[START]

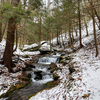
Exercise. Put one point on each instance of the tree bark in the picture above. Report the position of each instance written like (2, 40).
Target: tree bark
(93, 17)
(86, 27)
(39, 31)
(0, 31)
(7, 57)
(79, 16)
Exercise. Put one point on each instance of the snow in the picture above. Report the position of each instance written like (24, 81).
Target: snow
(30, 46)
(87, 74)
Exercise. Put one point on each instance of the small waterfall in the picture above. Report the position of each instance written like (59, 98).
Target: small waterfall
(50, 59)
(41, 75)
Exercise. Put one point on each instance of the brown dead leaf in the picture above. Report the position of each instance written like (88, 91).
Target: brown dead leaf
(85, 96)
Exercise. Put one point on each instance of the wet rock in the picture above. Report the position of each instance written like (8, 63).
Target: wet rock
(45, 49)
(38, 75)
(35, 58)
(54, 67)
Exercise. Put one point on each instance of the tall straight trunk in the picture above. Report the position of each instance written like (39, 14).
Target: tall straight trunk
(7, 57)
(93, 17)
(16, 41)
(86, 27)
(0, 31)
(40, 32)
(69, 32)
(57, 37)
(79, 16)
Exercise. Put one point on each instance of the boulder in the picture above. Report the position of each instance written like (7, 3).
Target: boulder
(33, 47)
(38, 75)
(45, 48)
(54, 67)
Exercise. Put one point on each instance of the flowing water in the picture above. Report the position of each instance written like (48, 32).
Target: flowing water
(40, 75)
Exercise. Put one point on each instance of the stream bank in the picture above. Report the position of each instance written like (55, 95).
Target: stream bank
(42, 77)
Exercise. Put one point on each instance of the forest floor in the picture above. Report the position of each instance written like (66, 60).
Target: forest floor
(82, 84)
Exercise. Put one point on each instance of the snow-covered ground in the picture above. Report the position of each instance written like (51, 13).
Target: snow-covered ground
(86, 77)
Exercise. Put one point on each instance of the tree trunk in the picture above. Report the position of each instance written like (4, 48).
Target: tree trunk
(86, 27)
(0, 31)
(57, 37)
(40, 32)
(93, 17)
(7, 57)
(79, 16)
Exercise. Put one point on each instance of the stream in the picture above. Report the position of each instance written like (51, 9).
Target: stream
(40, 75)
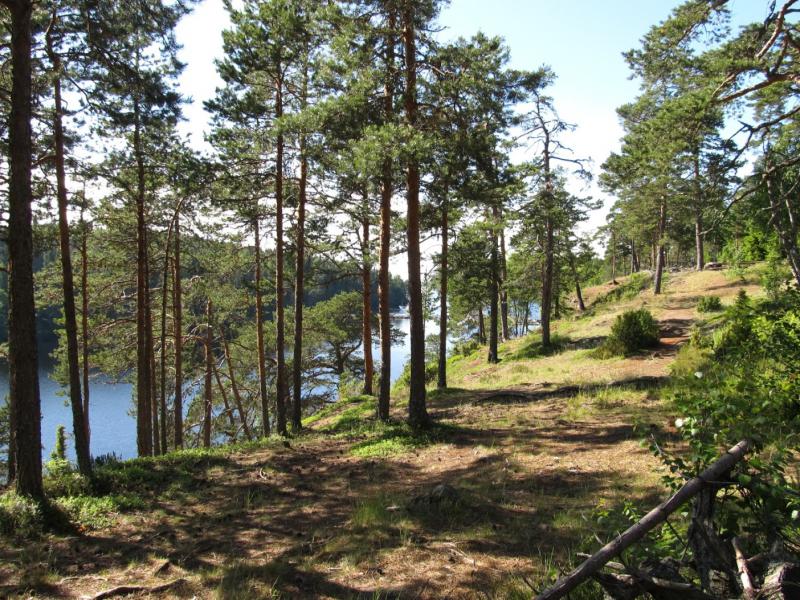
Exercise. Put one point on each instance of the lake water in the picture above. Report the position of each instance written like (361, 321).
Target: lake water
(113, 427)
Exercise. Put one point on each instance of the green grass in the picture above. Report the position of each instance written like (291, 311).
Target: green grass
(532, 347)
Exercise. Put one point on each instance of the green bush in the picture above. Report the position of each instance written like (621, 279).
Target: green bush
(709, 304)
(19, 516)
(632, 331)
(744, 382)
(61, 479)
(88, 511)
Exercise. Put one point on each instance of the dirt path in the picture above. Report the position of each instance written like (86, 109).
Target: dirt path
(532, 471)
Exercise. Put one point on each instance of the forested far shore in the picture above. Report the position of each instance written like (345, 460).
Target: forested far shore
(586, 336)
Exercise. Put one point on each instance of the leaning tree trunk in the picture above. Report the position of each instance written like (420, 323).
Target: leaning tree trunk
(262, 366)
(503, 280)
(662, 224)
(366, 310)
(417, 410)
(22, 355)
(443, 275)
(786, 235)
(299, 282)
(578, 293)
(384, 301)
(68, 286)
(177, 318)
(237, 397)
(280, 356)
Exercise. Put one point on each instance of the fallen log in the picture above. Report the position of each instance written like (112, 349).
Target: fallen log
(124, 590)
(714, 473)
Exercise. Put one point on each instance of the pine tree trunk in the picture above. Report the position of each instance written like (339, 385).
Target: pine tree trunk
(162, 400)
(68, 287)
(494, 290)
(578, 293)
(85, 323)
(237, 397)
(224, 395)
(547, 282)
(443, 275)
(22, 354)
(144, 432)
(613, 257)
(503, 280)
(177, 316)
(207, 391)
(280, 356)
(417, 410)
(366, 312)
(299, 282)
(387, 187)
(662, 224)
(786, 235)
(262, 367)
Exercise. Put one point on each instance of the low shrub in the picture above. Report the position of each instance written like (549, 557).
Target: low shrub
(19, 516)
(709, 304)
(88, 511)
(632, 331)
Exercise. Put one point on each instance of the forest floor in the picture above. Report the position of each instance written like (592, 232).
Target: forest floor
(538, 454)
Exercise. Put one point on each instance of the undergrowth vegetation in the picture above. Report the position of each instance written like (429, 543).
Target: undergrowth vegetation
(742, 381)
(632, 331)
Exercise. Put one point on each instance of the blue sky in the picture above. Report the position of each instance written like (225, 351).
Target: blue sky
(581, 40)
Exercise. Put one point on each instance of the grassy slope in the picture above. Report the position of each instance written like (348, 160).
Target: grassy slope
(536, 463)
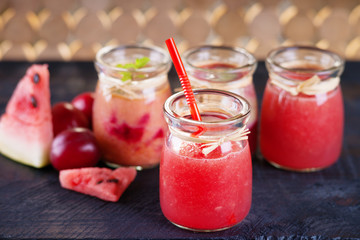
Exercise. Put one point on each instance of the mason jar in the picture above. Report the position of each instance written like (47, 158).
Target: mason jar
(302, 115)
(225, 68)
(206, 169)
(128, 120)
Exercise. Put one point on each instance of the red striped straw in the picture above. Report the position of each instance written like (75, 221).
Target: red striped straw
(184, 80)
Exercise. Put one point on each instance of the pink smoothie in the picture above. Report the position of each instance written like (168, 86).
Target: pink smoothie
(209, 192)
(301, 132)
(130, 131)
(247, 92)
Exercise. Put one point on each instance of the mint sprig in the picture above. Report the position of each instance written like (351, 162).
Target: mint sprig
(139, 63)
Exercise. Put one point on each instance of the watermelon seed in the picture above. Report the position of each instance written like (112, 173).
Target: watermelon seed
(36, 78)
(33, 101)
(114, 180)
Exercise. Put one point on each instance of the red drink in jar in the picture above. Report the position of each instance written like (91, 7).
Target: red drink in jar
(127, 118)
(302, 113)
(206, 179)
(226, 68)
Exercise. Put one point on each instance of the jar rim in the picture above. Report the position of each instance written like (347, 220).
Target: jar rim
(231, 120)
(251, 59)
(165, 63)
(338, 61)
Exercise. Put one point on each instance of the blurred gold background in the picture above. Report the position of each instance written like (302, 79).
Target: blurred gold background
(67, 30)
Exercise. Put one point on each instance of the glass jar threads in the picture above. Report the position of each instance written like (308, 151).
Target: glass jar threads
(302, 114)
(205, 170)
(226, 68)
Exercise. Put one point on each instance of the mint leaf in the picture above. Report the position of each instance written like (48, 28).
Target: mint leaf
(141, 62)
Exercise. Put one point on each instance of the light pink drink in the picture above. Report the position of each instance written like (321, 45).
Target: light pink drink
(302, 114)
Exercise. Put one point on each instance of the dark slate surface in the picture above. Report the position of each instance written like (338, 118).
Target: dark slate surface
(285, 205)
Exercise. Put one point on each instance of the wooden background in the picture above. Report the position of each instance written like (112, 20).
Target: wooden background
(67, 30)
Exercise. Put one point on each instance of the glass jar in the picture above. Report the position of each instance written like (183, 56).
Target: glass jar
(205, 169)
(127, 115)
(302, 114)
(225, 68)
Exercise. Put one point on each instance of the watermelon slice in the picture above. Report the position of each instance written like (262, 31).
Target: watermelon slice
(26, 127)
(102, 183)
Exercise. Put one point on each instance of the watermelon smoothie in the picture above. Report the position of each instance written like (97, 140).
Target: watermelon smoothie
(127, 120)
(225, 68)
(202, 189)
(303, 132)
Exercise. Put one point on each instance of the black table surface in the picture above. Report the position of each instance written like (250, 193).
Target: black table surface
(319, 205)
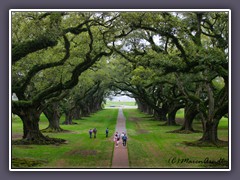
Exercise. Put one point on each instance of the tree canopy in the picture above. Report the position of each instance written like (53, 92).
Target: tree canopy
(165, 60)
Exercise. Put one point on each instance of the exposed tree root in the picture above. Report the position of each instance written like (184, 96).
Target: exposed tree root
(179, 131)
(53, 130)
(166, 124)
(39, 141)
(26, 162)
(200, 143)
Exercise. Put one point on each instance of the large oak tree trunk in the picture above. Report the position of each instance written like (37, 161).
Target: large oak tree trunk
(210, 131)
(76, 113)
(172, 117)
(53, 116)
(31, 132)
(68, 117)
(190, 113)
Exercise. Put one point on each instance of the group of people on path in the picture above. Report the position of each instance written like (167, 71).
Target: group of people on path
(117, 136)
(122, 136)
(94, 132)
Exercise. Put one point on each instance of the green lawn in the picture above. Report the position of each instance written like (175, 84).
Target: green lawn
(149, 144)
(119, 103)
(80, 152)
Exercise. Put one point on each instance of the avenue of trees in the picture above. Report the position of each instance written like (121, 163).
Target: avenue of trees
(67, 63)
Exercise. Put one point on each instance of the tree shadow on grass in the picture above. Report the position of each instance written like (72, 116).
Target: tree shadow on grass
(218, 143)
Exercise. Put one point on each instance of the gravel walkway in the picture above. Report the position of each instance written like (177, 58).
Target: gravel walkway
(120, 154)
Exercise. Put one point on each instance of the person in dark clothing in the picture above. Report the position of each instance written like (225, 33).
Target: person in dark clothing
(107, 132)
(90, 133)
(95, 132)
(124, 138)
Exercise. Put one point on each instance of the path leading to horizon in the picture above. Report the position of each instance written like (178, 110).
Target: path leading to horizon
(120, 154)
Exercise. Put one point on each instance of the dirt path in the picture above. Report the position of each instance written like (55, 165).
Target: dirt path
(120, 154)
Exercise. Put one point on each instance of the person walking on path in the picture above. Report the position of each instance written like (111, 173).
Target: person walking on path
(116, 139)
(124, 138)
(107, 132)
(90, 133)
(95, 132)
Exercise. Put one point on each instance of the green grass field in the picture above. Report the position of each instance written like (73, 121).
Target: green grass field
(80, 152)
(119, 103)
(149, 144)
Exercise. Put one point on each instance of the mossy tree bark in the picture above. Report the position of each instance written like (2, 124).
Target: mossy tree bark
(53, 115)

[END]

EXERCISE DIRECTIONS: Give back exactly the lines that run from the line with "Exercise. Put one point on each instance of the tree shadow" through the close of the material, counting both ends, and nothing more.

SOLUTION TO THIS EXERCISE:
Exercise. Put one point on each instance of the tree shadow on grass in the picture above. Report the position of each instance written like (72, 116).
Target: tree shadow on grass
(218, 143)
Exercise. Put one point on each instance of the gravel walkway in the picture above. Report the position of each instance written like (177, 58).
Target: gravel walkway
(120, 154)
Exercise. Put one point on each instance of the person in dark clothing in the picture above. Report the position of each instance written like (225, 33).
Target: person in dark clothing
(107, 132)
(90, 133)
(95, 132)
(124, 138)
Exercise. Put one point on each instance of the path leading to horizon in the picture above. Report the position of each instance written like (178, 110).
Target: path leading to horizon
(120, 154)
Exercise. Put one point on each instance of the dirt path in the picture above. Report the position of each instance written like (55, 165).
Target: dirt path
(120, 154)
Exercise. Put one point on each instance of the person walking on path in the picture above. Report the position of each instance written like (111, 173).
Target: person walking on path
(116, 139)
(124, 138)
(107, 132)
(90, 133)
(95, 132)
Exercise. Put one point on each instance of the green grass field in the picture above. Report the position of each instance written like (73, 121).
Target: green grass field
(80, 152)
(119, 103)
(149, 144)
Exercise. Put one point on each instance of the mossy tree bark in the picture above. Report the position of each instance written like (2, 124).
Target: mossy tree bark
(53, 115)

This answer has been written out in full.